[USING THE INFORMATION]
1/ For the crossbite text below, decide whether each statement agrees with it, answering yes or no and quoting the deciding words. (a) A crossbite should be assessed once a child's 6 year old molars have fully erupted. (b) Crossbite treatment can take place only in childhood. (c) There are three types of crossbite.
2/ Extract a part of the crossbite text below, unchanged. Begin at the words "Posterior crossbites refer" and stop after the words "the upper jaw.".

[PASSAGE TO READ]
What is a crossbite?
Crossbites occur when groups of teeth don’t fit over each other when your mouth is closed. Most crossbites are caused by an upper jaw being too small (length, width or height) or a lower jaw being too big, (length, or width) or a combination of both. The facial characteristics of crossbites are often quite obvious early in life.
There are two types of crossbite: posterior and anterior.
Posterior crossbites refer to the teeth at the back of your lower jaw being too wide to properly match the upper teeth, while anterior crossbites refer to the teeth at the front and when this affects all the front teeth is sometimes called an underbite. In both cases, the groups of teeth fit outside the teeth in the upper jaw.
Problems associated with a crossbite
Crossbites, if left untreated, can lead to the multiple problems:
- pain in your jaw or teeth
- asymmetric or incorrect development and growth of the upper jaw, the lower jaw, or both jaws, and therefore incorrect relationships between the teeth
- permanent facial asymmetry or facial skeletal deformity
- abnormal function and severe wear of teeth, often with poor aesthetics
- catastrophic fracture, splitting and loss of teeth, particularly from middle age as your teeth naturally dehydrate with age
- tooth decay or broken fillings
- sleep apnoea
- temporomandibular joint (TMJ) disorders, joint damage and facial pain
- frequent headaches
- difficulty speaking or forming certain sounds
- pain in your jaw, neck, and shoulder muscles
When should a crossbite be fixed?
Crossbites are highly variable and should be assessed as soon as your child’s 6 year old molars have fully erupted, generally by age 7. Dr Whittle recommends you bring your child for an initial orthodontic assessment at that age, particularly if you suspect a crossbite. Treatment for most crossbites is best done early in a child’s life using upper jaw expansion while the jaw and face bones are rapidly growing.
Treatment options for a crossbite
Treatment for a crossbite can take place during childhood, or as an adult. As each patient differs, it’s important to book a consultation where Dr Whittle will be able to advise you on the best treatment type based on your needs.
Successful treatment of posterior crossbites involves correcting the jaw relationships. Most crossbite patients will require braces afterwards to correct the position of their teeth and thus their bites. As in building a house, we need solid foundations, (bone relationships), before we build the walls and roof, (teeth and bite).
More details about anterior crossbites is listed on our underbite page.

[DATA EXCERPTS]
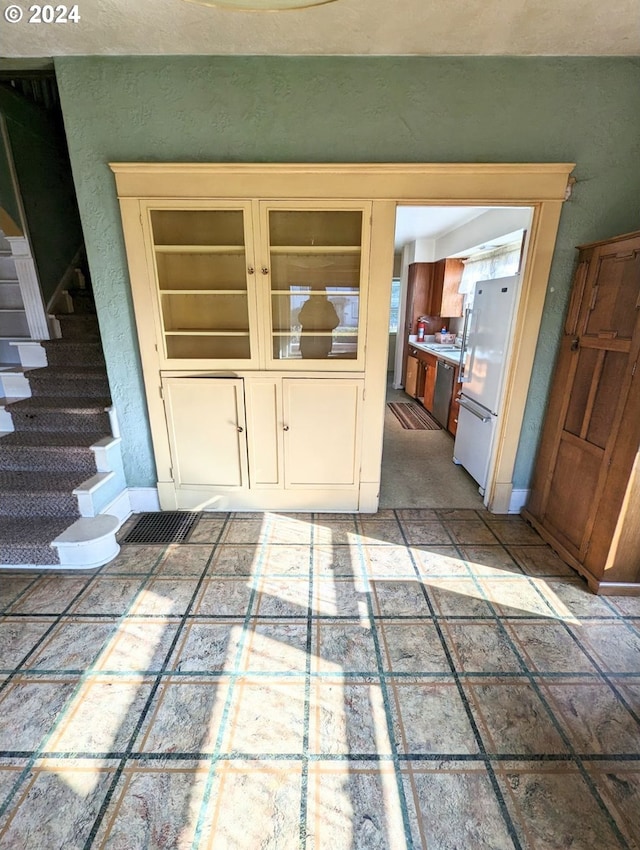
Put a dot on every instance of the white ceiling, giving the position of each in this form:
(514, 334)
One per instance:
(430, 222)
(344, 27)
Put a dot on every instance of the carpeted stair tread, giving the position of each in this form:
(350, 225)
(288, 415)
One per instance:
(36, 530)
(56, 439)
(26, 540)
(64, 403)
(17, 481)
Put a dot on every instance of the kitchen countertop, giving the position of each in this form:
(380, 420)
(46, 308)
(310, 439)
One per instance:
(435, 348)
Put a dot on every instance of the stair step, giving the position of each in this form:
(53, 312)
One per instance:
(63, 351)
(64, 382)
(42, 494)
(51, 451)
(27, 540)
(61, 413)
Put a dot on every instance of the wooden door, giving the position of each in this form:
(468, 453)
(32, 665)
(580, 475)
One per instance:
(576, 485)
(411, 381)
(430, 365)
(321, 432)
(206, 425)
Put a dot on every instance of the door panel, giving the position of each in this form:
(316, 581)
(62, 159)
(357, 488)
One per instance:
(206, 422)
(322, 439)
(573, 485)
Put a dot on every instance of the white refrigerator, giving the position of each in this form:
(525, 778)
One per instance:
(482, 372)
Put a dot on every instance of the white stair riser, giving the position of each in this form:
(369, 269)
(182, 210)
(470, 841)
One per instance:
(6, 419)
(14, 385)
(31, 353)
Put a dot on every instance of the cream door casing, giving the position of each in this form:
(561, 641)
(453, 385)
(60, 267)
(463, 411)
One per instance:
(321, 432)
(206, 425)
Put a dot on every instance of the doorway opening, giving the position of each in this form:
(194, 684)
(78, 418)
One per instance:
(440, 253)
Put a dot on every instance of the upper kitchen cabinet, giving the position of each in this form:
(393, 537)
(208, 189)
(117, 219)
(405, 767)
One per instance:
(255, 284)
(202, 273)
(316, 272)
(451, 302)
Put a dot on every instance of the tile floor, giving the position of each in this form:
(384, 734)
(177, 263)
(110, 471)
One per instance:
(417, 679)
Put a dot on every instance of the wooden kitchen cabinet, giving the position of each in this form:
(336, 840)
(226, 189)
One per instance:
(585, 494)
(451, 302)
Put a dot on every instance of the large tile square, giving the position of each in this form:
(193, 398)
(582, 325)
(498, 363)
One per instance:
(167, 597)
(29, 709)
(342, 647)
(18, 637)
(235, 560)
(283, 597)
(453, 805)
(223, 598)
(412, 647)
(138, 645)
(265, 716)
(430, 717)
(355, 806)
(480, 647)
(592, 716)
(275, 647)
(112, 596)
(552, 808)
(268, 792)
(341, 598)
(184, 717)
(72, 645)
(400, 598)
(57, 805)
(102, 715)
(347, 717)
(51, 594)
(511, 717)
(547, 647)
(209, 647)
(184, 560)
(338, 561)
(153, 809)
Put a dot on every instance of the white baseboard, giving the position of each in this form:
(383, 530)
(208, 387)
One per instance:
(518, 500)
(133, 500)
(144, 499)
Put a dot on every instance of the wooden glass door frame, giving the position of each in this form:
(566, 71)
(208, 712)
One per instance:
(541, 186)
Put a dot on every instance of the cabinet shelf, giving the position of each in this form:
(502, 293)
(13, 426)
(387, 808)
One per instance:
(199, 249)
(352, 332)
(315, 249)
(187, 332)
(331, 290)
(205, 292)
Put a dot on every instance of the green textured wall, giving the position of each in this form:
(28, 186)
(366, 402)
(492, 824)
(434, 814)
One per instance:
(46, 187)
(347, 109)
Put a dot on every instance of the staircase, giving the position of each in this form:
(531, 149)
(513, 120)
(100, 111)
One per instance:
(59, 459)
(13, 318)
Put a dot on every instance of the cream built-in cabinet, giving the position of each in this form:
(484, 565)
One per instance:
(251, 318)
(261, 296)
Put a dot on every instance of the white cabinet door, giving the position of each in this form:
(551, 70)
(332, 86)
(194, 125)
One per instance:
(206, 423)
(322, 432)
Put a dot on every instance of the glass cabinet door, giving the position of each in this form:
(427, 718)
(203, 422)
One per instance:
(202, 267)
(315, 273)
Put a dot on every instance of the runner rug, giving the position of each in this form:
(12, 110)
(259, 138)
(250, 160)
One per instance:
(413, 416)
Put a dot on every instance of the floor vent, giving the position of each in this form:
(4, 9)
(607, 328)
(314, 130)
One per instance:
(162, 527)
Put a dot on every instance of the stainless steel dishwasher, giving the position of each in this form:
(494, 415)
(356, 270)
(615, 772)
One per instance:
(443, 391)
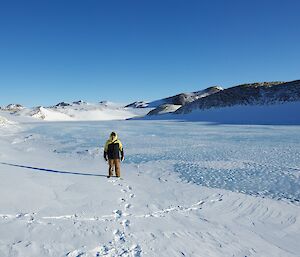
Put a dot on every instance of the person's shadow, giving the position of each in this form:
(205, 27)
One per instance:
(53, 171)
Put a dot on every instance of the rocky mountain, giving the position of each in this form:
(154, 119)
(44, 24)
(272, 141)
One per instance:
(172, 103)
(12, 107)
(164, 108)
(184, 98)
(265, 93)
(137, 104)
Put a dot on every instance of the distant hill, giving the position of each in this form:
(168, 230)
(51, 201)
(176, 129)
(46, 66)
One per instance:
(264, 93)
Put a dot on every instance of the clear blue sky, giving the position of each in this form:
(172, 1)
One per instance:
(128, 50)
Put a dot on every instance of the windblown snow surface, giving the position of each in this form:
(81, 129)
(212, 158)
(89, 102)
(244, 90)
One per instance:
(189, 189)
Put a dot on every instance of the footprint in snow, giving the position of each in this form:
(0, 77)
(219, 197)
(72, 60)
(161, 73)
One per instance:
(125, 223)
(117, 214)
(127, 206)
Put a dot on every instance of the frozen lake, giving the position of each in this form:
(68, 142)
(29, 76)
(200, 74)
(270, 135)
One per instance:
(256, 160)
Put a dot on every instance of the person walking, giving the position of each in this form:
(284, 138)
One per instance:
(113, 148)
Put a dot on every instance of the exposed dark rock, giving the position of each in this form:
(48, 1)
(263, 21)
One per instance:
(248, 94)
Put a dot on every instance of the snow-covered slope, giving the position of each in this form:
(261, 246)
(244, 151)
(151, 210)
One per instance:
(266, 93)
(5, 122)
(184, 98)
(258, 103)
(164, 108)
(79, 110)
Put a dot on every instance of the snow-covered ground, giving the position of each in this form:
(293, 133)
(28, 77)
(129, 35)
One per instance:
(189, 189)
(273, 114)
(78, 111)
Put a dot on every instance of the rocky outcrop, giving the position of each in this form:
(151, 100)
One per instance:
(184, 98)
(164, 108)
(137, 104)
(264, 93)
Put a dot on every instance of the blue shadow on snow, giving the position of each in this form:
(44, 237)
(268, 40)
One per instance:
(53, 171)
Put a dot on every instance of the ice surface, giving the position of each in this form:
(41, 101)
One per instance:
(57, 200)
(256, 160)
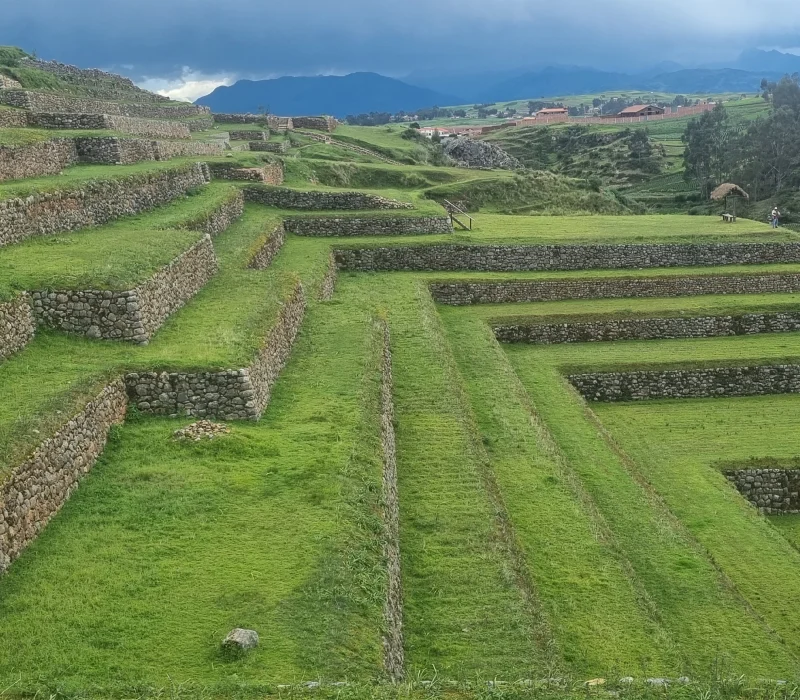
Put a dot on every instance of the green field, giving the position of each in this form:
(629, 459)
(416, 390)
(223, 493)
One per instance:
(544, 540)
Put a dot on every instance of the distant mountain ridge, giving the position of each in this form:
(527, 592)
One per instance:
(337, 96)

[LIST OF SOLUTIONS]
1/
(a) Yes: "should be assessed as soon as your child’s 6 year old molars have fully erupted, generally by age 7"
(b) No: "Treatment for a crossbite can take place during childhood, or as an adult."
(c) No: "There are two types of crossbite: posterior and anterior."

2/
Posterior crossbites refer to the teeth at the back of your lower jaw being too wide to properly match the upper teeth, while anterior crossbites refer to the teeth at the front and when this affects all the front teeth is sometimes called an underbite. In both cases, the groups of teeth fit outside the teeth in the upper jaw.